▸ **What the task asks**
Can you write what comes next in the New Year devotional on relationships and God-given gifts? Pick up right after its final sentence, about feeling that God wanted the writer to write.

There are two things that are eternal–God’s Word hidden in your heart as you build a relationship with Him and your relationship with those who will share His Heaven with you. As you face the New Year, cherish and nurture your relationships with family, friends, and neighbors. With God’s power, you can let go of grudges and be quick to forgive.
In an address to the women of Wellesley College several years ago, Barbara Bush spoke these words, “At the end of your life, you will never regret not having passed one more test, not winning one more verdict or not closing one more deal. You will regret time not spent with a husband, a friend, a child, or a parent.” No one knows the future. Spend time with those you love today.
6) Identify your God-given gifts, skills, and abilities and use them.
As God continued to teach me the principles I am sharing with you, I began to realize the potential He gives each of us to make a difference in our world. As I spent more time at home caring for my children, the hunger to reach out to the world persisted.
I began to realize that when we identify our God-given gifts, skills, and abilities, the possibilities to reach our world are endless, regardless of our boundaries. Are you bed-ridden? Pray and write a note of encouragement to a relative. Are you changing diapers and picking up toys? Invite a friend to chat with you while you work. Are the children napping? Put ingredients in the bread machine so you can run a fresh loaf to a new neighbor.
During this time in my life while I sought to know God’s will for each day that remained, I began to feel God wanted me to write.

▸ **Records supplied**

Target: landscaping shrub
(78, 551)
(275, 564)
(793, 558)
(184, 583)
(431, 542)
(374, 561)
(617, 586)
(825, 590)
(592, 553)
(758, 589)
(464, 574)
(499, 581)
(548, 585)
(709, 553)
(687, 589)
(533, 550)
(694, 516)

▸ **Response**
Once a week during Mother’s Morning Out, when all the other moms went shopping, I chose a secluded classroom in the church to begin my vigil with God. It was there I learned to write, something I had never considered before. Out of this time came the book, Resource Guide for Women’s Ministry, a personal handbook filled with interesting ideas for discovering your God-given gifts, skills, and abilities and using them in simple ways each day to fulfill His plan for your life (Romans 11:29).
7. Enjoy the life God has given you
For a long time, I thought it was somehow unspiritual to enjoy life. After all, Jesus had suffered. Then I realized Jesus had something to say about that Himself. In his final prayer for us before returning to His Father and ours, He said, “I am coming to you now (Father), but I say these things while I am still in the world, so that they may have the full measure of my joy within them (John 17:13).”
Jesus was joyful. He also tells us, “Therefore do not worry about tomorrow, for tomorrow will worry about itself. Each day has enough trouble of its own” (Matthew 6:34). We live in a fallen, broken world. That will not change. Jesus didn’t promise life would be easy. He did promise He would be there. And in the midst of it all, He offers joy. Seize life and joy with gratitude. The Hodgkin’s disease diagnosis that changed my life and offered the principles I share with you now in this New Year took place twenty years ago. I was told later my problem was misdiagnosed. I did not have Hodgkin’s Disease. But God did not allow that truth to be revealed until He had answered my prayers and taught me what I needed to know about living each day for Him. Have I lived life perfectly? No. Have I lived it purposefully?
Yes. The satisfaction and fulfillment of a life well-spent is immeasurable. As you seek to thrive rather than survive in the New Year, I pray that you discover God’s purpose for each day you are granted and live your life to the fullest.
Linda McGinn Waterman, Author Resource Guide for Women’s Ministries
THRIVE! Think About It:
“First I was dying to finish high school and start college,
And then I was dying to finish college and start working,
And then I was dying to marry and have children,
And then I was dying for my children to grow old enough for school so I could return to work.
And then I was dying to retire,
And now, I am dying…and suddenly I realize I forgot to live.”